Rewrite every line of the listing below, requests included, and scale each outline coordinate in the answers by 1.7, rounding to whole numbers with halves going up. Leave the numbers in the requests and in their layout sample as they are.

>> START Items

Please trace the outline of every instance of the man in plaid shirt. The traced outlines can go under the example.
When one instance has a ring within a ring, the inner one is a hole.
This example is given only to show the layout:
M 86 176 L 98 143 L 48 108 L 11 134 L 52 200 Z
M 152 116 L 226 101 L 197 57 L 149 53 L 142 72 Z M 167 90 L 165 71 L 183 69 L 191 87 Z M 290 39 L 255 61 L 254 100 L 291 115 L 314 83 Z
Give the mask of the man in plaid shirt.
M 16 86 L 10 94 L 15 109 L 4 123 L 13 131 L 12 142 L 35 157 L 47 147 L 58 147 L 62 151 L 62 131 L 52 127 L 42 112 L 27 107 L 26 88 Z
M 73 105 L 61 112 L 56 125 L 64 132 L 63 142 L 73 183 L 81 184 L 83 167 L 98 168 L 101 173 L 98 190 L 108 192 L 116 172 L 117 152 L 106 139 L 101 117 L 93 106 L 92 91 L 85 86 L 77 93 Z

>> END Items

Exercise answer |
Please trace the outline of every instance of the man in plaid shirt. The traced outlines can go under the example.
When one instance has a ring within a ring, the inner one is a hole.
This example is given only to show the layout:
M 86 176 L 98 143 L 48 108 L 11 134 L 52 200 Z
M 152 116 L 226 101 L 197 57 L 149 53 L 142 72 Z M 167 90 L 165 71 L 183 69 L 191 87 Z M 290 39 L 255 61 L 254 100 L 291 115 L 314 83 Z
Give the mask of the man in plaid shirt.
M 27 146 L 17 160 L 26 185 L 7 209 L 22 223 L 20 241 L 60 267 L 80 250 L 99 250 L 105 257 L 105 223 L 88 216 L 71 190 L 46 182 L 44 150 Z
M 124 179 L 104 190 L 95 213 L 109 224 L 107 241 L 124 311 L 138 313 L 141 284 L 167 286 L 172 294 L 167 323 L 184 326 L 197 292 L 199 258 L 180 236 L 172 199 L 158 180 L 156 155 L 145 146 L 131 158 Z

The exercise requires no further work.